**Task instructions**
Transcribe the lines below verbatim, skipping the images.
▼▼▼
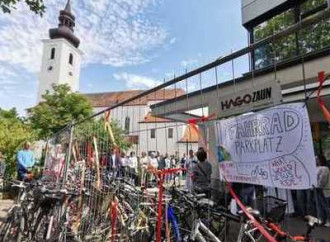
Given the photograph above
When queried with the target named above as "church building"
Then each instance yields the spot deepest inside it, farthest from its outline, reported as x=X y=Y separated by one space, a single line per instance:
x=61 y=62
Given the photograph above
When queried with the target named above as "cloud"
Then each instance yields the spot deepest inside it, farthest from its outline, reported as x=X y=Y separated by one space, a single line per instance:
x=172 y=41
x=190 y=62
x=136 y=81
x=115 y=32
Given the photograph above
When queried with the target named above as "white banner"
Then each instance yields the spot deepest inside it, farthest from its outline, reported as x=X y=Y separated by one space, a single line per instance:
x=273 y=147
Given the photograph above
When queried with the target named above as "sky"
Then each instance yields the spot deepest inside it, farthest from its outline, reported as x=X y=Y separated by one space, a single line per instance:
x=127 y=44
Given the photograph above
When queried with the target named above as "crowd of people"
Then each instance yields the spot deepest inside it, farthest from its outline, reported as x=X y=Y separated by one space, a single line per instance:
x=196 y=169
x=310 y=204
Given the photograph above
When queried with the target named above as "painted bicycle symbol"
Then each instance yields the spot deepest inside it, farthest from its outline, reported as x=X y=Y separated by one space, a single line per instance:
x=259 y=172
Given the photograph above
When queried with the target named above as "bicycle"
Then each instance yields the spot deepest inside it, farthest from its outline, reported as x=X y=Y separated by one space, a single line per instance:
x=274 y=214
x=199 y=215
x=18 y=216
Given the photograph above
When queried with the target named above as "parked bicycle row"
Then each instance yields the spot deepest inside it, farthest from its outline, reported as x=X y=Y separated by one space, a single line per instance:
x=106 y=207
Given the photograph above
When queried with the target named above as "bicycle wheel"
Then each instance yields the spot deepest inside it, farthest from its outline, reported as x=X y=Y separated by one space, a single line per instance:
x=40 y=227
x=13 y=230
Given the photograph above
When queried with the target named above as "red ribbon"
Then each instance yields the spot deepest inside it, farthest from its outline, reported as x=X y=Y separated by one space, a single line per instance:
x=325 y=111
x=114 y=215
x=193 y=123
x=161 y=174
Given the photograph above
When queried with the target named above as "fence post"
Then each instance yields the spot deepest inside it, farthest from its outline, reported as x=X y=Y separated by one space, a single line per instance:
x=68 y=156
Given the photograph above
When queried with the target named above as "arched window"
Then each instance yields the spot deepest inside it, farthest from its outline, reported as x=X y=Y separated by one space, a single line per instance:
x=71 y=59
x=52 y=53
x=127 y=123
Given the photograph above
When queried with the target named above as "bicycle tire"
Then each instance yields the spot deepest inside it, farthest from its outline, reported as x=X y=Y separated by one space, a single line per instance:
x=38 y=234
x=17 y=235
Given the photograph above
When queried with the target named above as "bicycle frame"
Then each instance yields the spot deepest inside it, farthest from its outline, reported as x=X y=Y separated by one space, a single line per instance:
x=199 y=226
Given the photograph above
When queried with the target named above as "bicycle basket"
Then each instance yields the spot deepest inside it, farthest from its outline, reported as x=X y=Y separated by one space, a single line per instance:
x=272 y=208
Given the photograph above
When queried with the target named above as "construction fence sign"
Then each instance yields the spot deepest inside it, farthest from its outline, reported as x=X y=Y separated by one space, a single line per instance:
x=272 y=147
▲▲▲
**Result of the exercise**
Given the photograph above
When queried with the target named above as "church building"
Then each instance yields the spot deepest inside it, farthest from its outline, reported as x=X y=Y separated by one space, a single line per instance:
x=61 y=62
Given the photograph above
When queried with the target named above as "cloud"
Then each instance yields the spot deepest inside it, farthest from its outline, reported as x=X y=Y separated by one space, a single line per instance:
x=172 y=41
x=190 y=62
x=136 y=81
x=115 y=32
Given the photograph above
When queried with the target named above as "white banner"
Then each instance yields the spot deepest inside it, farthest from its outline, reported as x=X y=Y separated by one space, a single line per instance:
x=273 y=147
Given the photograph above
When queried with the target named above as "sky"
Then each instance yields the spot deepest inside it, farthest from its outline, reported as x=X y=Y separated by one space, a single line per instance:
x=127 y=44
Given the photograph above
When queried with the target named above as "crowd of people"
Then each instance yields the spot deepest inside it, farthest from its outline, reported as x=X y=Y separated by one space, a single line per instance:
x=196 y=169
x=310 y=204
Given the photograph above
When queried with the target named above as "painted bicycle symbol"
Then each instance yields the spot deepest inside it, farthest from its outline, reported as x=X y=Y separated by one space, a single line per instance:
x=259 y=172
Given the photograph above
When queried with the target named above as "bicycle"
Then each instance yields the spot deepest inside it, farthest from its outline, reported as x=X y=Y separated by one space, a single line per instance:
x=274 y=214
x=199 y=215
x=18 y=216
Given the photograph above
When queried with the target named above as "parked bicycle row"
Then each instance yields the spot deepest inside it, farthest from its outline, reported as x=X y=Y separated by one space, a single line per instance:
x=106 y=207
Given the photograph above
When queried with the target named above as "bicycle wheel"
Then each instance yields the spot deepest inside it, farthest from its outline, reported as x=X y=Y separated by one space, a single line per instance:
x=40 y=227
x=13 y=230
Given the photograph above
When queried with the target named above as "red ribbon"
Then each instance yields the spot deepest inside it, farthest from its outline, reported as x=X y=Y separated by one space, a single line per instance:
x=325 y=111
x=114 y=215
x=193 y=123
x=161 y=174
Given the photograph above
When queried with the target named above as "fence post"
Then each instance yields the spot deepest inside it, farthest from its outline, reported as x=X y=Y separated by one space, a single line per instance:
x=68 y=156
Given the photograph above
When queried with the target named above as "arched window"
Then each instance yields the spot deepest inside it, farthest from its outline, reported as x=X y=Y separated by one space, a single line per instance:
x=71 y=59
x=52 y=53
x=127 y=123
Given the photograph above
When queried with the target named above as "bicycle tire"
Then each instance yields the spot deepest inside it, farthest from its outline, reported as x=X y=Y separated by one space, a single line per instance:
x=38 y=234
x=17 y=235
Given the photograph above
When queried with the target named above as "bicycle frame"
Then each instance yields the spot deepest inside it, farthest from its outline, reported as x=X y=Y separated by one space, a single line per instance:
x=199 y=226
Given the photograph above
When queried with the target named above as "bicycle basket"
Then each instance yields the spot deepest inside it, farthest from its outline, reported as x=X y=Y separated by one space, a single line per instance:
x=272 y=208
Given the photograph above
When queried with the target named above as "construction fence sign"
Then each instance yields the spot deepest inside it, farthest from its outline, reported as x=X y=Y separated by one space, a single line per instance:
x=272 y=147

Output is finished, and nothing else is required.